= GOAL =
Write out the lines again, requests included, from the line that contains "Seedling-scouting request: tag the stone tower" through the last line below, and offset every coordinate in the answers by adding 97 to each number. Leave the pictures out.

= DATASET RECORDS =

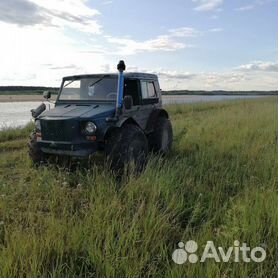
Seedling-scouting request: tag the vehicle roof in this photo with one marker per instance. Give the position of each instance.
(133, 75)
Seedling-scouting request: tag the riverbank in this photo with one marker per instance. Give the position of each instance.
(219, 183)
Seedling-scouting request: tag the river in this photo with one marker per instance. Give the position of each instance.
(16, 114)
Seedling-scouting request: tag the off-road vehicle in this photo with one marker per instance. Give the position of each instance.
(120, 114)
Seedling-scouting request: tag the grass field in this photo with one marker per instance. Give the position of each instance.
(219, 183)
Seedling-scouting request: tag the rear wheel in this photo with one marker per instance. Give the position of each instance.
(35, 154)
(160, 140)
(127, 145)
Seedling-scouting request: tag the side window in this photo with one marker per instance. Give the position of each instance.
(148, 90)
(144, 89)
(151, 90)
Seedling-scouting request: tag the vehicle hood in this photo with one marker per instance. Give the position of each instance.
(79, 111)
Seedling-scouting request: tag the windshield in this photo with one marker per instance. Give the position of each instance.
(99, 89)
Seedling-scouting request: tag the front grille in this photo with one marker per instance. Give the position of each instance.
(59, 130)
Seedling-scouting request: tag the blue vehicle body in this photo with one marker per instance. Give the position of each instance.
(62, 130)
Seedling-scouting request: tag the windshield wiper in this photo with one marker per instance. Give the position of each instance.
(94, 83)
(68, 83)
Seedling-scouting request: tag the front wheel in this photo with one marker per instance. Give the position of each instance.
(160, 140)
(127, 145)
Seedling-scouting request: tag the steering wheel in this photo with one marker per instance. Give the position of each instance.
(109, 96)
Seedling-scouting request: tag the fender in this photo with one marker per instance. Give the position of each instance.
(122, 121)
(153, 118)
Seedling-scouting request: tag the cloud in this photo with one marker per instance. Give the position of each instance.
(167, 42)
(161, 43)
(260, 66)
(73, 14)
(216, 30)
(245, 8)
(21, 13)
(253, 5)
(207, 5)
(184, 32)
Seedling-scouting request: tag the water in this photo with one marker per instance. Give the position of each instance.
(16, 114)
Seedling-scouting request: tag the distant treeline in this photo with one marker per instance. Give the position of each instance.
(219, 92)
(26, 90)
(35, 90)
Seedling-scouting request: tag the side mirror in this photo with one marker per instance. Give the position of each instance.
(128, 102)
(47, 94)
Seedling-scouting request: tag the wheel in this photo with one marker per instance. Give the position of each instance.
(35, 153)
(160, 140)
(127, 145)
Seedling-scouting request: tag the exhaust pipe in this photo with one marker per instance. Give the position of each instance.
(120, 92)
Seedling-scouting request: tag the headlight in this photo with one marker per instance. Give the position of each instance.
(38, 125)
(90, 128)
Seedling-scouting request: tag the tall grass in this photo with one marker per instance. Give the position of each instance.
(219, 183)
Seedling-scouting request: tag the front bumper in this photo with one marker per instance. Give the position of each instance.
(68, 148)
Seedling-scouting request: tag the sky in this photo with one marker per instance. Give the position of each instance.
(190, 44)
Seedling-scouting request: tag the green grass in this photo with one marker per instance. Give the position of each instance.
(220, 183)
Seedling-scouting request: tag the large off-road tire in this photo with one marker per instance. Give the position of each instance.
(127, 146)
(161, 139)
(35, 154)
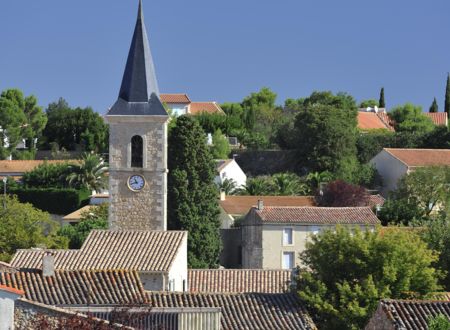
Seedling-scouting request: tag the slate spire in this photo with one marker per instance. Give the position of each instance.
(139, 83)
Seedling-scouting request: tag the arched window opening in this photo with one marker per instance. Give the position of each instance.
(137, 151)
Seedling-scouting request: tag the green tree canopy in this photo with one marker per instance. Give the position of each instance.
(24, 227)
(347, 272)
(326, 130)
(20, 118)
(75, 128)
(409, 118)
(95, 218)
(192, 194)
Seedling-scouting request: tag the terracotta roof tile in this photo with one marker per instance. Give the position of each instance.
(413, 314)
(317, 215)
(199, 107)
(372, 120)
(243, 310)
(239, 280)
(78, 287)
(76, 215)
(174, 98)
(22, 166)
(240, 205)
(106, 250)
(438, 118)
(421, 157)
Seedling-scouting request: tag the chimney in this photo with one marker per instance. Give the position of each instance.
(48, 264)
(260, 205)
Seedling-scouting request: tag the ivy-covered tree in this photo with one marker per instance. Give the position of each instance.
(381, 102)
(346, 273)
(447, 96)
(326, 129)
(20, 118)
(409, 118)
(434, 106)
(192, 194)
(23, 227)
(75, 128)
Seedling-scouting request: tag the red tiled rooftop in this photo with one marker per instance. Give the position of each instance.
(421, 157)
(174, 98)
(438, 118)
(243, 204)
(318, 215)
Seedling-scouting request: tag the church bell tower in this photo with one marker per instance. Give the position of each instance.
(138, 143)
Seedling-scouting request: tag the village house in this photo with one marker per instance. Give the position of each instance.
(392, 164)
(181, 104)
(407, 314)
(229, 169)
(274, 237)
(159, 257)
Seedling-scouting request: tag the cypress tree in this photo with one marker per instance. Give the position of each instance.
(447, 96)
(381, 102)
(434, 107)
(192, 194)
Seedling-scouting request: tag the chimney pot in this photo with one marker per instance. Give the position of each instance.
(260, 206)
(48, 265)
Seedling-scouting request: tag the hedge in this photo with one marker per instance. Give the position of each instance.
(53, 200)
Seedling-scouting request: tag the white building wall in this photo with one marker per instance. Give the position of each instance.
(390, 169)
(7, 309)
(178, 272)
(232, 172)
(273, 247)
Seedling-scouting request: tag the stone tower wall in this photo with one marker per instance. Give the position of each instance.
(146, 209)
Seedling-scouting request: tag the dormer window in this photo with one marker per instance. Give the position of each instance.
(137, 151)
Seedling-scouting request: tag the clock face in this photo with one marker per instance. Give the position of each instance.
(136, 182)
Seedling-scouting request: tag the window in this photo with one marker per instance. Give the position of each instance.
(288, 238)
(137, 150)
(288, 260)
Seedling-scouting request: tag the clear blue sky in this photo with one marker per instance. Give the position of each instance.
(224, 50)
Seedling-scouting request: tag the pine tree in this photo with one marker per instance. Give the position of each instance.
(447, 96)
(381, 102)
(192, 194)
(434, 107)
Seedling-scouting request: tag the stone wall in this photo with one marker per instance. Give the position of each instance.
(146, 209)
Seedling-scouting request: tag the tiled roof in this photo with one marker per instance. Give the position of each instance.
(7, 268)
(239, 280)
(421, 157)
(76, 215)
(412, 314)
(317, 215)
(32, 258)
(243, 310)
(105, 250)
(371, 120)
(174, 98)
(199, 107)
(22, 166)
(11, 289)
(78, 287)
(222, 163)
(243, 204)
(438, 118)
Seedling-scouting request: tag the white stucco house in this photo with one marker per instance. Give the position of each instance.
(274, 237)
(392, 164)
(229, 169)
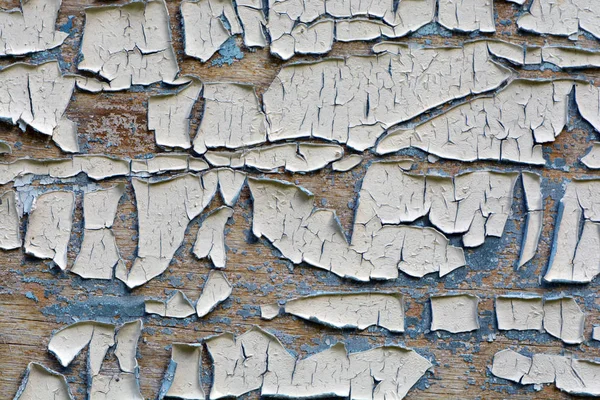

= REPLY =
Seedling-scouting request: tag the stone tower wall in this photo with one marker per instance. Give the position of each instance.
(243, 306)
Seedling-scouting request: tag the dormer window in this photo with one marker per instance. Give the position of each instance.
(234, 248)
Seedling-scouting request: tag the clock face in this photo with one marker per instance. Give the position of each instance.
(233, 279)
Seedling-scouting request: tag the window in this photo with one marker per instance. Give the position of each instance.
(385, 335)
(234, 247)
(385, 357)
Seedling-scouting request: tag the clear blue sky in this photo with one marker per instance. Give the position of each instance.
(321, 147)
Seedling-scouting request: tag the pine tree in this photo with one marker per instance. Give the position of each instance.
(544, 193)
(478, 199)
(289, 291)
(531, 204)
Seedling-scouting request: tag the stone wall in this photo with one marker per instance. Give the position of each instance.
(243, 306)
Seedling-scouting request: tag the tiled roof in this photo with one marker per instance. Give the position of each instance.
(104, 365)
(336, 377)
(518, 254)
(173, 312)
(509, 411)
(414, 312)
(129, 355)
(340, 407)
(202, 347)
(468, 217)
(271, 195)
(296, 204)
(119, 263)
(108, 386)
(175, 384)
(319, 260)
(340, 301)
(535, 215)
Seedling-scouting request: tag the white stucco house in this photo with one marker per instance. Give the position of each instance.
(371, 334)
(489, 261)
(326, 266)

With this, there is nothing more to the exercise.